→ **Task statement**: Omit all images, then return the remaining material exactly as it stands.

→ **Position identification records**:

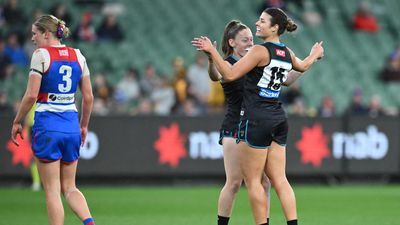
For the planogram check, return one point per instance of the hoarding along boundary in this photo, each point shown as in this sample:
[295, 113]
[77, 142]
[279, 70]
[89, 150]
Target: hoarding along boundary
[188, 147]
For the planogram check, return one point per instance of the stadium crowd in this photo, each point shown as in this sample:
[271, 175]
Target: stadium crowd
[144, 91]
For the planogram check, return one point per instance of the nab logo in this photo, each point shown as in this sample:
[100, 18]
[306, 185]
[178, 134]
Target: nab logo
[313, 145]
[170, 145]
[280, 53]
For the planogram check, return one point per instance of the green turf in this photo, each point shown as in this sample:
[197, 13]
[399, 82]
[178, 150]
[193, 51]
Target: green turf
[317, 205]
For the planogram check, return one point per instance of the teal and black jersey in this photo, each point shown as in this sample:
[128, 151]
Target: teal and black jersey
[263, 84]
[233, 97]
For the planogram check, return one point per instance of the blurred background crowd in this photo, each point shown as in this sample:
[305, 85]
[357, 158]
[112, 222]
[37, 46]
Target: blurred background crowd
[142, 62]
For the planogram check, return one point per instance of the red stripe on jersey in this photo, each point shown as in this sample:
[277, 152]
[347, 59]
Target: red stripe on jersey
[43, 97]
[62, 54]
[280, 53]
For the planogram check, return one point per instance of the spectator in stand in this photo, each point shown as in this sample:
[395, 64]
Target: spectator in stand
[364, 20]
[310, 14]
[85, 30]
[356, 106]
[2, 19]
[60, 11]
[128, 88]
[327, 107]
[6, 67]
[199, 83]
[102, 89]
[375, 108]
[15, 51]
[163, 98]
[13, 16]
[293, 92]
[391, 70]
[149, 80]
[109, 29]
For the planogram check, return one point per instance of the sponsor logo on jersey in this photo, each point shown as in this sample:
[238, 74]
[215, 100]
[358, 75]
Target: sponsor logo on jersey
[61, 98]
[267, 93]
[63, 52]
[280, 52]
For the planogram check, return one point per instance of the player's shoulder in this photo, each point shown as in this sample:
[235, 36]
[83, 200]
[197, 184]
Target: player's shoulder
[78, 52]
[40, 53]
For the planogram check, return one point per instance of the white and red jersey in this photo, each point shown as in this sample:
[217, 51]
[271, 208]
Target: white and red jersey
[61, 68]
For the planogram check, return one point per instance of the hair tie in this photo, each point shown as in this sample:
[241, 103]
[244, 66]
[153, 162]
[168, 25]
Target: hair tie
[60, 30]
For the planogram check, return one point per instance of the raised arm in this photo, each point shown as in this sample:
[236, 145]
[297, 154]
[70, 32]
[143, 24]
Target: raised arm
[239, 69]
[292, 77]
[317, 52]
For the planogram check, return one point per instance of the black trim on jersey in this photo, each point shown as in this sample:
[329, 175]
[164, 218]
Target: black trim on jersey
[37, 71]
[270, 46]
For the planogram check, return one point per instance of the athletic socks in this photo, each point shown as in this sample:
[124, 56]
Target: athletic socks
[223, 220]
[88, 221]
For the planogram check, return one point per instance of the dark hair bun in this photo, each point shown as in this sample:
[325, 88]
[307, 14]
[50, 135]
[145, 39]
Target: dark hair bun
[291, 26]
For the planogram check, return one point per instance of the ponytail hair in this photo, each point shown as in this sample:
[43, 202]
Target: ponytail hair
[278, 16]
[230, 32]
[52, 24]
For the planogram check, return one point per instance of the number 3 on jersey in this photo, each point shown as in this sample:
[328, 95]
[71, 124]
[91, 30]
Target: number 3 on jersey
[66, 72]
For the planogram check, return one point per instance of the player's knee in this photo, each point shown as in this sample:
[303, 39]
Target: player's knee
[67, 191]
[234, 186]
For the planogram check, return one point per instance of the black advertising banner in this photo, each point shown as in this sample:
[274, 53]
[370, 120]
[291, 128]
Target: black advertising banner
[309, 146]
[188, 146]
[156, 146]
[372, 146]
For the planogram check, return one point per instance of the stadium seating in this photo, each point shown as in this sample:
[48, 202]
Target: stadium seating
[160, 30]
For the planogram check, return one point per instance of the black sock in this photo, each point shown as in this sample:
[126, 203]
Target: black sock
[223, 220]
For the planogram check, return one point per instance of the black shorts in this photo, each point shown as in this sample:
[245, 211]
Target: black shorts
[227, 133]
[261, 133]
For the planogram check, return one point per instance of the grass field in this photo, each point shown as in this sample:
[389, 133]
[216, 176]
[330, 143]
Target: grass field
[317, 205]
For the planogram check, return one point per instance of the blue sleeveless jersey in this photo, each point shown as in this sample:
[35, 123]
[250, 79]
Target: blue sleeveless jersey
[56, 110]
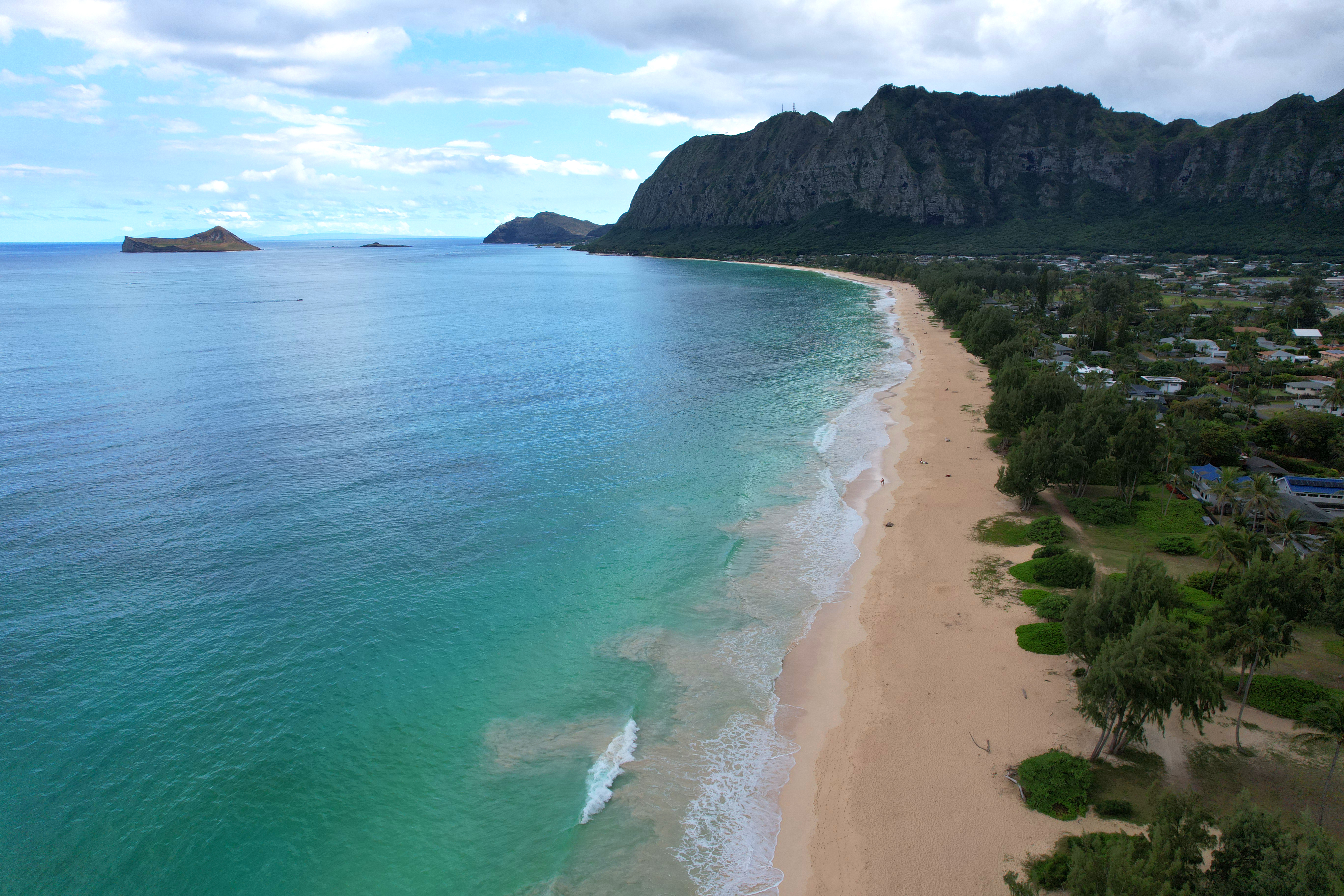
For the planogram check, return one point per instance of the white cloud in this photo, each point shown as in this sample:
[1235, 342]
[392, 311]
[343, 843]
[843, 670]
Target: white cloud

→ **Worked answer**:
For the planogram check, return one point per instance of the hoarding along boundary in this photo, each point shown as in this sample:
[295, 113]
[77, 142]
[279, 70]
[89, 150]
Target: hoarding along boundary
[188, 147]
For the planogram check, return one point per instance of the stadium crowd in this photo, each point shown as in this sample:
[271, 175]
Target: stadium crowd
[144, 91]
For the planogram check, return one point per instance of the nab logo in this photo, each point shown as in this sample:
[100, 18]
[306, 185]
[178, 134]
Target: nab logo
[313, 145]
[170, 145]
[280, 53]
For the planogram check, return one point per instance of the green turf in this photo, each point shown as in this sample:
[197, 13]
[399, 82]
[178, 150]
[193, 51]
Target: green turf
[317, 205]
For the planogram check, return one point per instance of the teal and black jersey in this photo, each point shown as in this sample:
[128, 151]
Target: teal and black jersey
[263, 84]
[233, 97]
For the planogram check, return one point per instance of the blurred background crowd in this photo, each point shown as in this sample:
[305, 85]
[357, 158]
[112, 222]
[37, 46]
Target: blurred background crowd
[142, 62]
For the planogram check, return one point per instance of the red stripe on jersey in this photo, each point shown as in this sample:
[277, 152]
[347, 59]
Target: red stripe on jersey
[43, 97]
[62, 54]
[280, 53]
For the planogram check, return one point per instance of the spectator in stand in this photo, each point shown as in this sample:
[395, 64]
Target: spectator in stand
[364, 20]
[310, 14]
[85, 30]
[356, 106]
[2, 19]
[60, 11]
[128, 88]
[327, 107]
[6, 67]
[199, 83]
[102, 89]
[375, 108]
[15, 51]
[163, 98]
[13, 16]
[293, 92]
[391, 70]
[149, 80]
[109, 29]
For the planogram check, return one point per instance of the sponsor logo on jersey in this photo, each point shown as in this sample:
[238, 74]
[215, 100]
[358, 75]
Target: sponsor logo on jersey
[61, 98]
[267, 93]
[63, 52]
[280, 52]
For the planogram check, return one point per instance of the player's shoulder in this photo, each point shown as in this sample:
[235, 36]
[83, 200]
[197, 184]
Target: player's shoulder
[78, 52]
[40, 53]
For the planogram check, return one point per instance of the white and red jersey in this photo, each point shown as in this sample:
[217, 51]
[271, 208]
Target: white and red jersey
[61, 68]
For the planogram check, return one point per instance of the hair tie in this photo, each point shown as in this sample:
[241, 103]
[244, 66]
[153, 162]
[168, 25]
Target: hair tie
[60, 30]
For the planogram check, return one point per instance of the raised arm in this photo, each point shown as in this sample:
[236, 145]
[297, 154]
[70, 32]
[143, 24]
Target: raised arm
[239, 69]
[292, 77]
[317, 52]
For the planogram check, return one point per instance of the black trim on jersey in this photo, each point shown as in this sample:
[329, 175]
[164, 218]
Target: black trim on jersey
[37, 71]
[270, 46]
For the planogram check, return one point per instance of the athletic socks in this photo, each point shown as in this sample:
[124, 56]
Target: athletic socks
[223, 220]
[88, 221]
For the planogram check, return one point per instance of the dark hair bun in this photo, each point shown as in this sample:
[325, 88]
[307, 14]
[50, 135]
[145, 39]
Target: dark hair bun
[291, 26]
For the planogram check, return one point per instance of the ponytail hair in this photo, each point shown as in this sample:
[43, 202]
Target: ponytail hair
[278, 16]
[230, 32]
[52, 24]
For the planogram check, return one point per instance of the number 3 on jersey in this photo, each point shown as in this sample:
[328, 95]
[71, 124]
[91, 30]
Target: number 3 on jersey
[66, 72]
For the planogram check, return one point per instance of the player's knee in this photo, each point shown as in this sample:
[303, 39]
Target: player's knee
[67, 191]
[234, 186]
For the planogram check, return one point per instance of the black advertising banner in this photo, each point shown as in this sample:
[274, 53]
[370, 120]
[291, 128]
Target: black advertising banner
[309, 146]
[188, 146]
[156, 146]
[372, 146]
For the planogram check, return one point per instance of the stadium seating in this photo, each point shown as in this sample:
[48, 202]
Target: stadium seating
[160, 30]
For the planogram check, return one point per instance of the black sock in this photo, each point shown as in this sample:
[126, 203]
Target: black sock
[223, 220]
For the planogram check, return one point per instance of the black shorts in this photo, each point shown as in this sample:
[245, 211]
Target: black shorts
[227, 133]
[261, 133]
For the planogram check, return one point per instance of the grass field in this photo, each point shown as in this sample:
[389, 133]
[216, 176]
[330, 143]
Target: grass field
[317, 205]
For the planogram check, return one point per instance of the blue sleeveless jersey in this photo, each point shown as in this sample:
[35, 123]
[250, 79]
Target: blue sleeveless jersey
[56, 110]
For the planogram check, return one point per instance of the white cloud in this photo, each point shown as in this sample:
[1235, 342]
[392, 311]
[343, 843]
[843, 670]
Target: white cloud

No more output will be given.